# [GOAL OF THE EXERCISE]
Reproduce the passage on SimGrid's simulation validity word for word. Begin at the words "These two techniques" and stop after "applications.".

These two techniques can help to run simulations on a very large scale.

The validity of simulations with SimGrid has been asserted by several studies.
See, for example, \cite{velho+schnorr+casanova+al.2013.validity} and articles
referenced therein for the validity of the network models.  Comparisons between
real execution of MPI applications on the one hand, and their simulation with
SMPI on the other hand, are presented in~\cite{guermouche+renard.2010.first,
  clauss+stillwell+genaud+al.2011.single,
  bedaride+degomme+genaud+al.2013.toward}.  All these works conclude that
SimGrid is able to simulate pretty accurately the real behavior of the
applications.

# [SUPPLIED INFORMATION]
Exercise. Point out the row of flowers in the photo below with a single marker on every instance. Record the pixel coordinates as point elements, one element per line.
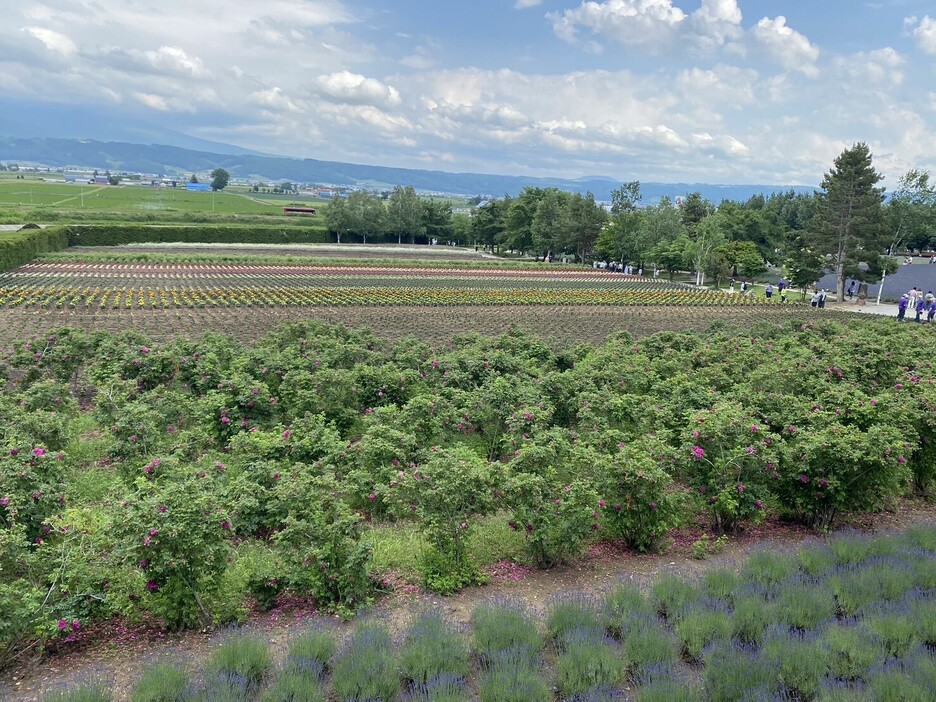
<point>175,297</point>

# [CORRECT ANSWER]
These two techniques can help to run simulations on a very large scale.

The validity of simulations with SimGrid has been asserted by several studies.
See, for example, \cite{velho+schnorr+casanova+al.2013.validity} and articles
referenced therein for the validity of the network models.  Comparisons between
real execution of MPI applications on the one hand, and their simulation with
SMPI on the other hand, are presented in~\cite{guermouche+renard.2010.first,
  clauss+stillwell+genaud+al.2011.single,
  bedaride+degomme+genaud+al.2013.toward}.  All these works conclude that
SimGrid is able to simulate pretty accurately the real behavior of the
applications.